WORK TASK>
Below is a set of entries. Reproduce exactly the lines from the one containing "Note: spot the red" through the end, both included.

Stored data entries:
■ ■ ■
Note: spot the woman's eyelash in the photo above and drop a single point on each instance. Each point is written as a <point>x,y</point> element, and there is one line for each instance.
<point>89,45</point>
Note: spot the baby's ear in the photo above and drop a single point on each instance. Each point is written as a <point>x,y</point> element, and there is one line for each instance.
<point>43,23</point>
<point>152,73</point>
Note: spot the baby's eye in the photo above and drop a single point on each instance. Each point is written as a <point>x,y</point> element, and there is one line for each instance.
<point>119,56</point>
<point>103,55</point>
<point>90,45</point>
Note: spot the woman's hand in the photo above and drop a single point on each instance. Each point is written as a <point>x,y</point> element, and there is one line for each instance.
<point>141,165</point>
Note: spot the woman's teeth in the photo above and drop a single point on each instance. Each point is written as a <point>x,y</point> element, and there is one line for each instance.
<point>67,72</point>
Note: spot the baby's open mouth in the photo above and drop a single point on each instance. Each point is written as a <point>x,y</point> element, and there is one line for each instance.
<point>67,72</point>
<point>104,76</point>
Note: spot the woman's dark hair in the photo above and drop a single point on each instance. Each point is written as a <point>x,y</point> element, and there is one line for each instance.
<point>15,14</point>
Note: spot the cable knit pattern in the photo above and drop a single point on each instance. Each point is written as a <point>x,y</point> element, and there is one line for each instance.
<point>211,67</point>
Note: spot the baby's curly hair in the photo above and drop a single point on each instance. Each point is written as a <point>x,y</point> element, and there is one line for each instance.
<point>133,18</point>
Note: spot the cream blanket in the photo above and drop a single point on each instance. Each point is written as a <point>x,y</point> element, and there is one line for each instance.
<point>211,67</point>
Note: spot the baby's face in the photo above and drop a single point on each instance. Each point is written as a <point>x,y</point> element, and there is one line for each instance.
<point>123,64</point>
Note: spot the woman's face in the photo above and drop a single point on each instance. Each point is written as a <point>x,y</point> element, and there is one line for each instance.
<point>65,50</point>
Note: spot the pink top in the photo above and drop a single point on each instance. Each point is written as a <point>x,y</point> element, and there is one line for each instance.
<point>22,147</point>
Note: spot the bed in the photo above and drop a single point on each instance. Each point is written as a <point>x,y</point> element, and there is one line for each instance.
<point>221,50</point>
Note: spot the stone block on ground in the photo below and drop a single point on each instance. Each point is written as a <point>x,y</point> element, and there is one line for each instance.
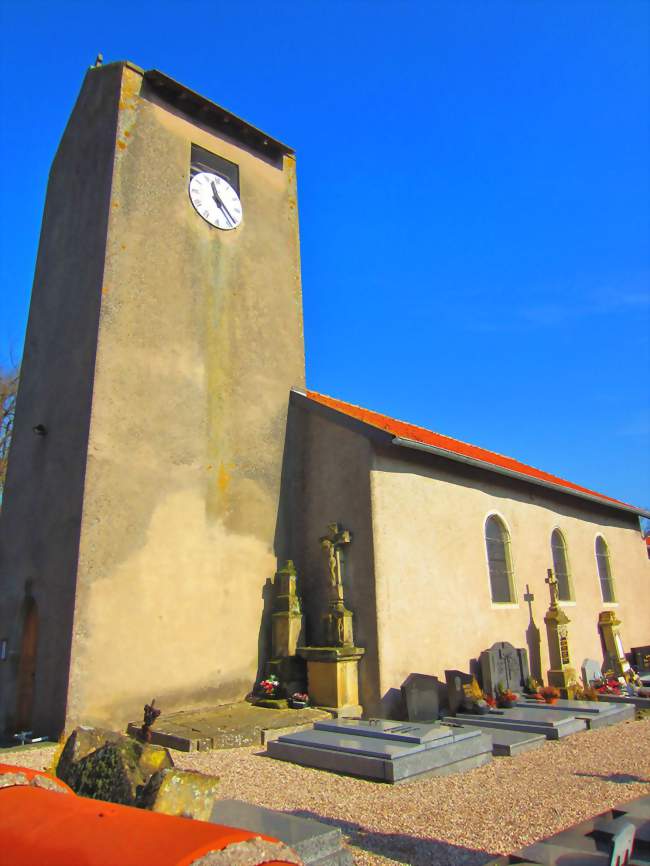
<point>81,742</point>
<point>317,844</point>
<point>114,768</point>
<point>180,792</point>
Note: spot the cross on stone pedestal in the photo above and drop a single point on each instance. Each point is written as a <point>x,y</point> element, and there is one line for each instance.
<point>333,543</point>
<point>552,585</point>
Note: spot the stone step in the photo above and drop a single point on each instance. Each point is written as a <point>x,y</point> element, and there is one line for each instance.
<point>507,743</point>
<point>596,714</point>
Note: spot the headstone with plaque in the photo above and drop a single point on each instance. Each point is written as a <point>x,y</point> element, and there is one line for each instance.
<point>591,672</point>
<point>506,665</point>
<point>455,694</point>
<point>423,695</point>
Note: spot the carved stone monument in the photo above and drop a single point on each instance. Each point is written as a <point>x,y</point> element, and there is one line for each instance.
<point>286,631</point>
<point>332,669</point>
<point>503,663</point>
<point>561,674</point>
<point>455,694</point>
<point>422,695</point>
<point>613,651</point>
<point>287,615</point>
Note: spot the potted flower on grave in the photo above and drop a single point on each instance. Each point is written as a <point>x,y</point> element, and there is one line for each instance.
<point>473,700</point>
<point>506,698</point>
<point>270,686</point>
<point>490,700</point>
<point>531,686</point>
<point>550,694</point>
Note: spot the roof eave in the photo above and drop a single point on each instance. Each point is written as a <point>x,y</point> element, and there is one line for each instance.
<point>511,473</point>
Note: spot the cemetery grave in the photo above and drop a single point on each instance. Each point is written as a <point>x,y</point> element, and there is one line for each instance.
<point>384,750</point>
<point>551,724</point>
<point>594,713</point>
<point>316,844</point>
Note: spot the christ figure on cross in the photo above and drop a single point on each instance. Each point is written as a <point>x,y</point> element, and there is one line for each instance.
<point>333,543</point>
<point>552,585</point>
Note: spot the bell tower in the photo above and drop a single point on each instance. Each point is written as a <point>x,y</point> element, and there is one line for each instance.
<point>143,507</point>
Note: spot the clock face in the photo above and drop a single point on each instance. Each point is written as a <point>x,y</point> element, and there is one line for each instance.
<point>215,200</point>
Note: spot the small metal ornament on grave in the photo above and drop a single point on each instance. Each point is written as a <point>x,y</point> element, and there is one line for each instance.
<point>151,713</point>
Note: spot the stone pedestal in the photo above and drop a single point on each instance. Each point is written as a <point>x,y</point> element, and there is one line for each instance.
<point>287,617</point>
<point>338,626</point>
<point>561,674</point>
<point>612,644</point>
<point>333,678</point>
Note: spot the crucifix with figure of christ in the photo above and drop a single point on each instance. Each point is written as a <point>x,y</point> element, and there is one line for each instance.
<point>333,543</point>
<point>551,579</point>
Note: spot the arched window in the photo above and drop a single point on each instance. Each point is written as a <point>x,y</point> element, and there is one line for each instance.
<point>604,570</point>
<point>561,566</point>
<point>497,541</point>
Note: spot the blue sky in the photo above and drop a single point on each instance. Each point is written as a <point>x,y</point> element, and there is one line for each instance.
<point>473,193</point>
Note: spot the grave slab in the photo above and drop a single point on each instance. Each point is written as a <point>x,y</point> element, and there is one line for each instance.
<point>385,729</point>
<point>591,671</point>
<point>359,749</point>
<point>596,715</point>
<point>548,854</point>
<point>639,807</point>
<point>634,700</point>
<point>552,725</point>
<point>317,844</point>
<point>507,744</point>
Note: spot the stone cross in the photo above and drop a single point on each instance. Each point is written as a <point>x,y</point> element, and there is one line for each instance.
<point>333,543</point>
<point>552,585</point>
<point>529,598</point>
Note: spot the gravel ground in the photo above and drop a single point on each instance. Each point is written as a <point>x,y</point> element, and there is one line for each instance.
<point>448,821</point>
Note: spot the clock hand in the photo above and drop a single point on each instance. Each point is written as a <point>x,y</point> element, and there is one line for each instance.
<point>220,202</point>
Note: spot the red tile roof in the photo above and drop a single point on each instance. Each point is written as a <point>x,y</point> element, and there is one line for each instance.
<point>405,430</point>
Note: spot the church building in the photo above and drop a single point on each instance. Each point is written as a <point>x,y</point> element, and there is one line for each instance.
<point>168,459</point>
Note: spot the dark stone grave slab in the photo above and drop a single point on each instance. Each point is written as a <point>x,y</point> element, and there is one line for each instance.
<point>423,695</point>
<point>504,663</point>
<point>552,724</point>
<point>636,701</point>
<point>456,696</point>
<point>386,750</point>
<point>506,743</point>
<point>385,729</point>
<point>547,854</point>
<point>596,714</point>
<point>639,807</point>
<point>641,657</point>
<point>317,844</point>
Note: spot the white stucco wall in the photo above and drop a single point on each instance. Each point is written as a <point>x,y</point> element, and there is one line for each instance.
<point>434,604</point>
■ ■ ■
ANSWER TO THE EXERCISE>
Note: spot the red tile roof in the photo above and drop a single point on each instance. Each point is written as a <point>x,y</point> element, and there is one line for each instance.
<point>405,430</point>
Note: spot the church building in the photo above and drop a single point on each instance. Each point is written as a <point>x,y</point> element, and there is one line for each instance.
<point>168,459</point>
Note: spot the dark stone grave slab in the photo above and drop a single point on each instance. Each point is written as a <point>x,y</point> element, and there is one line for each instance.
<point>423,695</point>
<point>504,663</point>
<point>552,724</point>
<point>636,701</point>
<point>456,696</point>
<point>386,750</point>
<point>506,743</point>
<point>385,729</point>
<point>547,854</point>
<point>596,714</point>
<point>639,807</point>
<point>641,657</point>
<point>317,844</point>
Note: spot the white stucco wall in the photo above and drop a single point on each instance. Each point is written as a <point>x,y</point> element, and there is one line for each instance.
<point>434,604</point>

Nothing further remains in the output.